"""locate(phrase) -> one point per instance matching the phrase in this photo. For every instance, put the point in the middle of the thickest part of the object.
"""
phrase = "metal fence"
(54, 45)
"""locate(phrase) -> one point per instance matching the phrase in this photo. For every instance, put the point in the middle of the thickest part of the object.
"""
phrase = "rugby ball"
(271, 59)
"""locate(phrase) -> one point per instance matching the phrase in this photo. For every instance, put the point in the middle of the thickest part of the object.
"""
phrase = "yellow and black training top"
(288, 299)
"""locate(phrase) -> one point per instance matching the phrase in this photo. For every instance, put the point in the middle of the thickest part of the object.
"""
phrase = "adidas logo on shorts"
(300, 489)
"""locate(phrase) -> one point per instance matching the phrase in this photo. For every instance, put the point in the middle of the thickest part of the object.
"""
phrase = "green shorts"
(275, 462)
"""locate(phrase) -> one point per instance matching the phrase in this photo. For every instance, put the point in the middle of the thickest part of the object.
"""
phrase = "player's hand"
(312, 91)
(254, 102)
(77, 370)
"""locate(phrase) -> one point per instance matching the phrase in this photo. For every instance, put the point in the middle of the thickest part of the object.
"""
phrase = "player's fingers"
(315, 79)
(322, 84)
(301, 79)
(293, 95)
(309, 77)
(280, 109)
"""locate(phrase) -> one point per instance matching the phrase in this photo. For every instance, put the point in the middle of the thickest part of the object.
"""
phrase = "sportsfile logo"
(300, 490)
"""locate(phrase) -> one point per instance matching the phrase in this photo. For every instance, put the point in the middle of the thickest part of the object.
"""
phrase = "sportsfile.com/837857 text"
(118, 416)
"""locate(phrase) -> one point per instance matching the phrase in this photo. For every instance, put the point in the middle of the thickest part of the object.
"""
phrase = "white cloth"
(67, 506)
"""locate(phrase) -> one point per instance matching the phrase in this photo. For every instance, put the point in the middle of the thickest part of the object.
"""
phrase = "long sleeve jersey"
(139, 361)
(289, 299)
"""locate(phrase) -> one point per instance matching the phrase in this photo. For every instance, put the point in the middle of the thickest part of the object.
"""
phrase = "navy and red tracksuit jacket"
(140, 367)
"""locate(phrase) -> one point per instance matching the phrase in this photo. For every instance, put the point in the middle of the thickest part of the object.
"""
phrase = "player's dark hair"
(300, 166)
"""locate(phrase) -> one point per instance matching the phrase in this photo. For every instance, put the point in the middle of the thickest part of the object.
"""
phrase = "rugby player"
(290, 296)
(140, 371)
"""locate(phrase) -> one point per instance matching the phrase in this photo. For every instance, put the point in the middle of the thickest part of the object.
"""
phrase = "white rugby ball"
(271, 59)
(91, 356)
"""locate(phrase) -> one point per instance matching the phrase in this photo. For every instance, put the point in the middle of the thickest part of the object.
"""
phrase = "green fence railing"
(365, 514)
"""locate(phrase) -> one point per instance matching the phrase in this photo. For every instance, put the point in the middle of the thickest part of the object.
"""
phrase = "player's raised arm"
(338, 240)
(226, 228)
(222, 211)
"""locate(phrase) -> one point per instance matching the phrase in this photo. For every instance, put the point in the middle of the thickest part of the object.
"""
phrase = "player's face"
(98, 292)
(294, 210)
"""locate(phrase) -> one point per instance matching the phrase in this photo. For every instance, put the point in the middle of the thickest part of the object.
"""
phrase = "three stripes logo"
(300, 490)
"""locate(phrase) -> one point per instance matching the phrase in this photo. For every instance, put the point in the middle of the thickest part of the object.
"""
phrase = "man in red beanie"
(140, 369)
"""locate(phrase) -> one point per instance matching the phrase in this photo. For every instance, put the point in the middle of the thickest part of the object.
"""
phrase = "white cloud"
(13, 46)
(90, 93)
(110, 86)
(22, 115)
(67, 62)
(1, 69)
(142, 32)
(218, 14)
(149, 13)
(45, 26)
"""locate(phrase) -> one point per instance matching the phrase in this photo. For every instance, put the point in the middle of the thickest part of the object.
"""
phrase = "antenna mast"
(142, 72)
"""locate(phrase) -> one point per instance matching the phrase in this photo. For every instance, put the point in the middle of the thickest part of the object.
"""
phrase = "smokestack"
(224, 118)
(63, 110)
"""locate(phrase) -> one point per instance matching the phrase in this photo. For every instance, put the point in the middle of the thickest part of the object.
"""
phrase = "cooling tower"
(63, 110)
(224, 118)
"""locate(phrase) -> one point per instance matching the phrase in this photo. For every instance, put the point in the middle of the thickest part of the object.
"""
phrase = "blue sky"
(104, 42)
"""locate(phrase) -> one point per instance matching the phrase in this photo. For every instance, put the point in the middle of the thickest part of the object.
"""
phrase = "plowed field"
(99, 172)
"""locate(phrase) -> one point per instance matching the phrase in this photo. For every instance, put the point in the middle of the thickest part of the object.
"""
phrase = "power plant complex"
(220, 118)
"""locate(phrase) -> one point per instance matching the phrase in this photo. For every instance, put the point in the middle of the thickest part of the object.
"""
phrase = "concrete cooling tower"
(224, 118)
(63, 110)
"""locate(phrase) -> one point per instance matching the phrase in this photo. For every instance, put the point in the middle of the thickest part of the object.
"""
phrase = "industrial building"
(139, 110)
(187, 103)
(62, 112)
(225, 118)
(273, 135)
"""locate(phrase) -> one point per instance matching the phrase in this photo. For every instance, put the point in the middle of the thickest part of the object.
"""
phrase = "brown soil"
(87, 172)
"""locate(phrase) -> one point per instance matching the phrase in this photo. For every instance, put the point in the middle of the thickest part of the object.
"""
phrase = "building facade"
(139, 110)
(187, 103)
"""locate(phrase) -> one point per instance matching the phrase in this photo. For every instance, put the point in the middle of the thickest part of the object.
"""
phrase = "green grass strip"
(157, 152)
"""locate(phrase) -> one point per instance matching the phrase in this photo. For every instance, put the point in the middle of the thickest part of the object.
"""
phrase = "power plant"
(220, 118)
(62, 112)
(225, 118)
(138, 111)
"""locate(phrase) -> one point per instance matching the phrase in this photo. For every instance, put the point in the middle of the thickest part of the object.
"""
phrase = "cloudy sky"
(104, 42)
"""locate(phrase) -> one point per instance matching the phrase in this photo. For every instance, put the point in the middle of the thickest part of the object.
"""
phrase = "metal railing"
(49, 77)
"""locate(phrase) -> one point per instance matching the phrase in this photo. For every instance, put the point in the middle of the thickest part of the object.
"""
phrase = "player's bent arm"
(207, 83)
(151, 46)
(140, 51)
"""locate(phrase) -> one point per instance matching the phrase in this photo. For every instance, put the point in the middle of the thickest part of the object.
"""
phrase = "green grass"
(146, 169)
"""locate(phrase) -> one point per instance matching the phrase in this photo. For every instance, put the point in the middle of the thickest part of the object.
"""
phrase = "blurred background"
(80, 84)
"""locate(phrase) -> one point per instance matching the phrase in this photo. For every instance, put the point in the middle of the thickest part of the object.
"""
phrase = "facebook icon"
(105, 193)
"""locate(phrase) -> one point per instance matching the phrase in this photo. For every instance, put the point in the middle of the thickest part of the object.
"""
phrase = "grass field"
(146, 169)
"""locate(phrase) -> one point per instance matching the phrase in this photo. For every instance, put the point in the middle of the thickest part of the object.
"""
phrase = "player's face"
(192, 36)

**Task:** Extract all of the data shown above without alteration.

**Response to this task:**
"""locate(phrase) -> one point per instance matching the phrase in this photo. For every instance, put the point in the middle of the thickest part of the object.
"""
phrase = "metal fence"
(54, 45)
"""locate(phrase) -> one point per instance matching the phrase in this photo. For every instance, put the point in the middle of the thickest part of the object.
"""
phrase = "rugby ball"
(271, 59)
"""locate(phrase) -> one point per instance matching the phrase in this photo. For every instance, put the point in the middle of the thickest part of the object.
"""
phrase = "yellow and black training top"
(288, 299)
"""locate(phrase) -> one point per instance matching the phrase in this photo. For every instance, put the point in the middle of the thickest part of the object.
"""
phrase = "adidas logo on shorts"
(300, 489)
"""locate(phrase) -> one point per instance matching the phrase in this photo. For every instance, put the point in the middle of the thickest part of the object.
"""
phrase = "green shorts"
(275, 462)
"""locate(phrase) -> one point per instance matching the phrase in this photo. For every instance, put the point in the middle of the thickest part of the object.
"""
phrase = "player's hand"
(312, 91)
(254, 102)
(77, 370)
"""locate(phrase) -> one point per instance matching the phrase in this photo. For every instance, put the point in the middle of the thickest part of the object.
"""
phrase = "player's fingers"
(315, 79)
(322, 84)
(301, 79)
(293, 95)
(309, 77)
(280, 109)
"""locate(phrase) -> one point per instance matching the phrase in this photo. For every instance, put the point in the middle of the thickest part of the object.
"""
phrase = "sportsfile logo"
(300, 490)
"""locate(phrase) -> one point per instance matching the phrase in this photo. For every instance, put the point in the middle of the thickest part of the object.
"""
phrase = "sportsfile.com/837857 text"
(118, 416)
"""locate(phrase) -> one point per instance matching the phrase in this photo. For every instance, put the point in the middle of the thickest part of the object.
"""
phrase = "white cloth"
(67, 506)
"""locate(phrase) -> one point per instance matching the phrase in this photo. For every instance, put the point in the middle of the thickest part of the object.
"""
phrase = "long sleeve jersey"
(139, 361)
(289, 299)
"""locate(phrase) -> one point per instance matching the phrase in this photo. For every instance, put the point in the middle of the thickest part of the object.
"""
phrase = "navy and red tracksuit jacket"
(140, 367)
"""locate(phrase) -> one point per instance matching the phrase in this photo. For every instance, put the point in the middle of the thickest part of the object.
"""
phrase = "player's dark hair"
(300, 166)
"""locate(phrase) -> one point per instance matching the phrase in this photo. For every instance, put the point in the middle of the thickest part of the object.
"""
phrase = "rugby player"
(290, 296)
(140, 371)
"""locate(phrase) -> one point per instance matching the phrase in this photo. For every instance, put the point in the middle of the thickest part of the object.
"""
phrase = "white rugby ball"
(271, 59)
(91, 356)
"""locate(phrase) -> one point per instance matching the phrase in this photo. For every instance, put the point in the middle of the thickest part of the object.
"""
phrase = "green fence railing"
(365, 514)
"""locate(phrase) -> one point per instance matching the phrase in this photo. For every instance, put the point in the middle of the thickest part of the object.
"""
phrase = "player's raised arm"
(338, 240)
(226, 228)
(222, 211)
"""locate(phrase) -> one point per instance matching the phrase in this photo. For every instance, put the point in the middle of the thickest part of the object.
"""
phrase = "player's face"
(98, 292)
(294, 210)
"""locate(phrase) -> one point per instance matching the phrase in this photo. For every instance, put the point in the middle of the thickest part of the object.
"""
phrase = "three stripes logo"
(300, 490)
"""locate(phrase) -> one point per instance matching the phrase in this photo. For every instance, put the point in the middle of the thickest part of the object.
"""
phrase = "man in red beanie"
(140, 369)
"""locate(phrase) -> one point per instance matching the phrase in this photo. For every instance, put the point in the middle of the thickest part of the object.
"""
phrase = "white cloud"
(13, 46)
(90, 93)
(110, 86)
(22, 115)
(67, 62)
(1, 69)
(142, 32)
(218, 14)
(149, 13)
(45, 26)
"""locate(phrase) -> one point per instance matching the phrase in this photo. For every instance, put the point in the middle of the thickest part of the object.
"""
phrase = "antenna mast"
(142, 72)
"""locate(phrase) -> one point per instance matching the phrase in this photo. For every instance, put the point in the middle of the thickest part of the object.
"""
phrase = "smokestack"
(224, 118)
(63, 110)
"""locate(phrase) -> one point per instance matching the phrase in this photo. For every instance, put the point in the middle of the thickest part of the object.
"""
phrase = "cooling tower"
(63, 110)
(224, 118)
"""locate(phrase) -> one point per instance matching the phrase in this photo. For every instance, put the point in the middle of the thickest part of the object.
"""
phrase = "blue sky"
(104, 42)
"""locate(phrase) -> one point per instance matching the phrase in this photo. For every instance, put the point in the middle of the thickest part of the object.
"""
phrase = "plowed field"
(99, 172)
"""locate(phrase) -> one point per instance matching the phrase in this photo. For every instance, put the point in the middle of the thickest part of the object.
"""
phrase = "power plant complex"
(220, 118)
"""locate(phrase) -> one point per instance matching the phrase in this photo. For every instance, put the point in the middle of the thickest part of the object.
"""
phrase = "concrete cooling tower"
(224, 118)
(63, 110)
"""locate(phrase) -> one point per instance matching the phrase in this photo. For every instance, put the point in the middle of the thickest part of the object.
"""
phrase = "industrial building"
(139, 110)
(187, 103)
(62, 112)
(225, 118)
(273, 135)
"""locate(phrase) -> one point per instance matching the phrase in this photo. For every instance, put the point in the middle of the thickest part of the object.
"""
phrase = "brown soil"
(87, 172)
"""locate(phrase) -> one point per instance matching the phrase in this photo. For every instance, put the point in the middle of the thickest part of the object.
"""
phrase = "building facade"
(139, 110)
(187, 103)
"""locate(phrase) -> one point per instance matching the phrase in this photo. For every instance, put the point in the middle of the thickest part of the object.
"""
phrase = "green grass strip"
(157, 152)
"""locate(phrase) -> one point per instance matching the phrase in this photo. For every instance, put the point in the middle of the thickest part of the object.
"""
phrase = "power plant"
(220, 118)
(62, 112)
(225, 118)
(138, 111)
"""locate(phrase) -> one point per instance matching the phrase in this photo. For every instance, put the point in the middle of the thickest part of the object.
"""
phrase = "cloudy sky"
(104, 42)
"""locate(phrase) -> one point per instance matching the phrase in this photo. For every instance, put the point in the middle of the thickest part of the object.
"""
phrase = "metal railing"
(49, 77)
"""locate(phrase) -> one point per instance matching the phrase in this photo. For every instance, put the point in the middle of the thickest part of the object.
"""
phrase = "player's bent arm"
(207, 83)
(151, 46)
(140, 51)
"""locate(phrase) -> one point per instance matching the phrase in this photo. For every instance, put the point in the middle of the thickest part of the object.
"""
phrase = "green grass"
(146, 169)
"""locate(phrase) -> one point per instance matching the phrase in this photo. For every instance, put the point in the middle of the thickest part of the object.
"""
phrase = "blurred background"
(80, 84)
"""locate(phrase) -> one point per instance matching the phrase in this photo. For every instance, put the point in the middle of the thickest part of the object.
"""
phrase = "facebook icon"
(105, 193)
"""locate(phrase) -> one point per instance matching the phrase in this photo. For every instance, put the point in the middle of the thickest part of the object.
"""
phrase = "grass field"
(146, 169)
"""locate(phrase) -> one point per instance matching the phrase in this photo. For every instance, put the point in the middle of the thickest part of the object.
"""
phrase = "player's face"
(192, 36)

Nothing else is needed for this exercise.